■ Work to be completed: Copy out the lines of the listing below, from the line containing "Where can the denim" through the line containing "<point>435,458</point>", inclusive, with no changes.

■ Provided records:

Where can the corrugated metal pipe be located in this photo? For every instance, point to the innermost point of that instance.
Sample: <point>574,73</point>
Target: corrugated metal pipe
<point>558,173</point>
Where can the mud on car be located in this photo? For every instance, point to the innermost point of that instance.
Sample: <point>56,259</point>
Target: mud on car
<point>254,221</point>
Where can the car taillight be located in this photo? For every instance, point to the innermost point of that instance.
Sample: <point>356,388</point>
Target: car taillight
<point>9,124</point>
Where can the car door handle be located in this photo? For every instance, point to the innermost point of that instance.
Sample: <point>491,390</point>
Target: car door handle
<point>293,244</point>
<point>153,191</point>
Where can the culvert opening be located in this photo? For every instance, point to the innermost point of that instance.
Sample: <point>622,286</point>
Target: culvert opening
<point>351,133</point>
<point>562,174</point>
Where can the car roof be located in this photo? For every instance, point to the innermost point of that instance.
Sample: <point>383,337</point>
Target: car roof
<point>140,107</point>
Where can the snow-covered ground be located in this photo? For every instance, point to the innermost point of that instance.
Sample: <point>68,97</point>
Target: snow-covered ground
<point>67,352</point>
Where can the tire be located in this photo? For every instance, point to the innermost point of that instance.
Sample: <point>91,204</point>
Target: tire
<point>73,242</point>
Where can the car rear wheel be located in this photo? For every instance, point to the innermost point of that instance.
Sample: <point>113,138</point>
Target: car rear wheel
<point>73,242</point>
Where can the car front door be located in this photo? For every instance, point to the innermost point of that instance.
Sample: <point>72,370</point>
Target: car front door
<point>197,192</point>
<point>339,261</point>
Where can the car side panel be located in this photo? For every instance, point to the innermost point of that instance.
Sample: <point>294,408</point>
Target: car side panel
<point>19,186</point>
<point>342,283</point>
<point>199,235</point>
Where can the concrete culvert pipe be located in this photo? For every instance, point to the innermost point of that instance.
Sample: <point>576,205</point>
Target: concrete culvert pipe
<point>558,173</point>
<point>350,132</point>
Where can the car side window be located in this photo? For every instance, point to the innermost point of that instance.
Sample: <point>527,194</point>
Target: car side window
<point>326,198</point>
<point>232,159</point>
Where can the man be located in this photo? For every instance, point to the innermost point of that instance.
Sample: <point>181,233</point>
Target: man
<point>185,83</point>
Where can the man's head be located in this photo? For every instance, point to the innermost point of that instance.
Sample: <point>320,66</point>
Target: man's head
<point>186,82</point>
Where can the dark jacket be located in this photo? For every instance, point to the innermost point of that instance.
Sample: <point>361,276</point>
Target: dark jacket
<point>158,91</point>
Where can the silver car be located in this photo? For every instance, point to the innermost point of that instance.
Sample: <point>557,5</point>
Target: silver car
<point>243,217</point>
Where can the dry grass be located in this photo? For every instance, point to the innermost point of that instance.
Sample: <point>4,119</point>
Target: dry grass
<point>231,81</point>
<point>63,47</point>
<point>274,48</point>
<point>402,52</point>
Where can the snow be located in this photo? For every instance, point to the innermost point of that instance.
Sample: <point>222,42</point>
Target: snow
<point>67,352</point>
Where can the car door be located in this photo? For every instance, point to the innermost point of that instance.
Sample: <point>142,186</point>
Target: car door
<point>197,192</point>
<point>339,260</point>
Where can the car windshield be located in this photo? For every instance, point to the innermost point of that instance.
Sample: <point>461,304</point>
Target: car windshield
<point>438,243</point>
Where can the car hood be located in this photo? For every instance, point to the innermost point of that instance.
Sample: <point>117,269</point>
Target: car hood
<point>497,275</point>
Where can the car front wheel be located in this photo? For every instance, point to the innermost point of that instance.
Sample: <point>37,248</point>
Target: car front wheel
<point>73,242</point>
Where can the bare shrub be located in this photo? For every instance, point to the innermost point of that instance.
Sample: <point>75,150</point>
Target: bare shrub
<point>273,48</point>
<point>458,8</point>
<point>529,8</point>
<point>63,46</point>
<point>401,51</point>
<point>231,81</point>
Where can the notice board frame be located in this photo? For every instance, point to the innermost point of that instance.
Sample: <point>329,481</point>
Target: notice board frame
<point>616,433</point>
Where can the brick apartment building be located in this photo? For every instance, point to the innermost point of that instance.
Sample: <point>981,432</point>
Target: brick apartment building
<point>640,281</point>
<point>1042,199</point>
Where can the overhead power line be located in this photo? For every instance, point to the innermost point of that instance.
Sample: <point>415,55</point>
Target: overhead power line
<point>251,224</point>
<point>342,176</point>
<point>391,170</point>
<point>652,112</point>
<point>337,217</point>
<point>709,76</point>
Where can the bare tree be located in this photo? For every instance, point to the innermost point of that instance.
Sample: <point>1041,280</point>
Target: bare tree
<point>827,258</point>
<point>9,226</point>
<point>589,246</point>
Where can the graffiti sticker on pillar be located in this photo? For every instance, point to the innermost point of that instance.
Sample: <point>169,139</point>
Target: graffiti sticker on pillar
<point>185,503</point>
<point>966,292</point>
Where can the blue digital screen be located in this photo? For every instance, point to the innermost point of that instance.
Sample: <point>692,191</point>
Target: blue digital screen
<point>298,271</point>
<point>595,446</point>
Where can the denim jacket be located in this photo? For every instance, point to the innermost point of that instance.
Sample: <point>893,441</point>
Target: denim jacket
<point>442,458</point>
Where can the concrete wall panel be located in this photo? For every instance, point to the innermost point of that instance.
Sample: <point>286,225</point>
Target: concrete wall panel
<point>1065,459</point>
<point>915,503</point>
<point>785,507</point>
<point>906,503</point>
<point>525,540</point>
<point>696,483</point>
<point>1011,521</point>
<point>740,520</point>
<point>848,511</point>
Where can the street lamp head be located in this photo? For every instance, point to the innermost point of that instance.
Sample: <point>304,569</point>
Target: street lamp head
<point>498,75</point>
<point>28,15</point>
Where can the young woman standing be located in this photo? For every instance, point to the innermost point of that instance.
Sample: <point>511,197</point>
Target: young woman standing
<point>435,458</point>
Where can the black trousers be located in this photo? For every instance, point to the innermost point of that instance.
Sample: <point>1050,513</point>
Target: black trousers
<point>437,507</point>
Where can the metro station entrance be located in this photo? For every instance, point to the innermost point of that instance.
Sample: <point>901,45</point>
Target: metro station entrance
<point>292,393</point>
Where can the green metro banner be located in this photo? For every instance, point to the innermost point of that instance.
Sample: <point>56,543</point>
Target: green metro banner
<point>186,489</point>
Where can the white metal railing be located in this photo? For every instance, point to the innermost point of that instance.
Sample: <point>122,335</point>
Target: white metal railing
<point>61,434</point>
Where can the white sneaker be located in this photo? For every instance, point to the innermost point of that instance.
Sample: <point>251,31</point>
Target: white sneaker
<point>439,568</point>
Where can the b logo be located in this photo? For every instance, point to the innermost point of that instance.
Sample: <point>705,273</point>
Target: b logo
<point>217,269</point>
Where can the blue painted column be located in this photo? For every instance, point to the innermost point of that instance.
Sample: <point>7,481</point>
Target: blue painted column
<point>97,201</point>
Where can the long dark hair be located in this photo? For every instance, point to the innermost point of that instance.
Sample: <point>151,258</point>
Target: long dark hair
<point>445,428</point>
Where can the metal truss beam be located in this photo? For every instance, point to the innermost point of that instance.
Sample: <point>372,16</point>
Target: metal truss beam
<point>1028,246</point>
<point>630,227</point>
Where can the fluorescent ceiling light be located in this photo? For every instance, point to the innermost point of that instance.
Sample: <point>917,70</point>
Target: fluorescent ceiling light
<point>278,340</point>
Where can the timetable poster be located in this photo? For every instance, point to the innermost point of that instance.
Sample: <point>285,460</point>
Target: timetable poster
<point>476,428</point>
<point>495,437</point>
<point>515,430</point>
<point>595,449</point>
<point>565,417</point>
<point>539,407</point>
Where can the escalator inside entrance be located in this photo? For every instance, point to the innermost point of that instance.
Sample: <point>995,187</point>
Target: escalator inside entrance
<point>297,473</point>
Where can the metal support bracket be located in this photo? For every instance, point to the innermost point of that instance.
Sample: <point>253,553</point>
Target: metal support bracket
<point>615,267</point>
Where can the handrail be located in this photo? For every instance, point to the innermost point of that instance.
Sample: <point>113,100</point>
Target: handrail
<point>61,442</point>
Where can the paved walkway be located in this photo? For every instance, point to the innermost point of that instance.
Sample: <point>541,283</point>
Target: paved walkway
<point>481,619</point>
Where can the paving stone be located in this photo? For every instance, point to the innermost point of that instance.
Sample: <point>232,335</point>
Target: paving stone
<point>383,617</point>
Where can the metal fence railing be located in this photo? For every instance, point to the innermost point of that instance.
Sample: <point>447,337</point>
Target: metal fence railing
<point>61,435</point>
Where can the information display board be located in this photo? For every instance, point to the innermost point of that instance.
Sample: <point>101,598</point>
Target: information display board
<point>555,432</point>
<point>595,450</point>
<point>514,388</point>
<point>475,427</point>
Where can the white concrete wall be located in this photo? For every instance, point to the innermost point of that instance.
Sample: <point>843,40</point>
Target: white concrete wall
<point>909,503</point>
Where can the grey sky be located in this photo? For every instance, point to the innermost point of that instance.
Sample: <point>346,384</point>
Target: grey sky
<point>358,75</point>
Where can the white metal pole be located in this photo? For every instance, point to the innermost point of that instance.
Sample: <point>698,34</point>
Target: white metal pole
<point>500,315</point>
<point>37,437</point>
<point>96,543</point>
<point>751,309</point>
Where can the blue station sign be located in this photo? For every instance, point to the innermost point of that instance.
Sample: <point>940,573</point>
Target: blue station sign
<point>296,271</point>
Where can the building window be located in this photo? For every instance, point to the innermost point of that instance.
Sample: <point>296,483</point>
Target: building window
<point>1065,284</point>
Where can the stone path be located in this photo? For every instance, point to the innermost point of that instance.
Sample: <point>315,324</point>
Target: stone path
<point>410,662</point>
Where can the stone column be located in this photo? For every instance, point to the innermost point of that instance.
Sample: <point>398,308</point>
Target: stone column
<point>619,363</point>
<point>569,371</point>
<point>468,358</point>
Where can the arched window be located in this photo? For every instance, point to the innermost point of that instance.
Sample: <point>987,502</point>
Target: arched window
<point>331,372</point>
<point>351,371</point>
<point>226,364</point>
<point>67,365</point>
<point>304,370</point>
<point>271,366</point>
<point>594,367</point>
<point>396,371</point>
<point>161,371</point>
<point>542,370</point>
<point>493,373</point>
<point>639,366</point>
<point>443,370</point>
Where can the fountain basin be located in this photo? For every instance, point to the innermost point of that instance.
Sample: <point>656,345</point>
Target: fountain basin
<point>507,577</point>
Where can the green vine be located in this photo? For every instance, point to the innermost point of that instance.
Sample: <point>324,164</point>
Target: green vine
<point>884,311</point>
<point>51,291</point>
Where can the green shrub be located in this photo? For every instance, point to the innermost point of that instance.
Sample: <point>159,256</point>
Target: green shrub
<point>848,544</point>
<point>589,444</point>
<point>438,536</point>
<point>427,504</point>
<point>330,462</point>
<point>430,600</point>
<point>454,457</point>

■ Task answer:
Where can the denim jacket be located in this photo? For every instance, point to the innermost point of that instance.
Sample: <point>893,441</point>
Target: denim jacket
<point>442,458</point>
Where can the concrete wall panel be located in this photo? For every instance, point to the innermost point of that instance.
Sample: <point>286,225</point>
Target: concrete wall panel
<point>1065,459</point>
<point>915,503</point>
<point>785,507</point>
<point>906,503</point>
<point>525,540</point>
<point>696,483</point>
<point>1011,521</point>
<point>740,520</point>
<point>848,511</point>
Where can the street lamp head be located in this photo? For every instance, point to the innermost point of that instance.
Sample: <point>304,569</point>
Target: street lamp head
<point>498,75</point>
<point>28,15</point>
Where can the young woman standing be located in this photo? For every instance, point to the innermost point of that instance.
Sample: <point>511,197</point>
Target: young woman standing
<point>435,458</point>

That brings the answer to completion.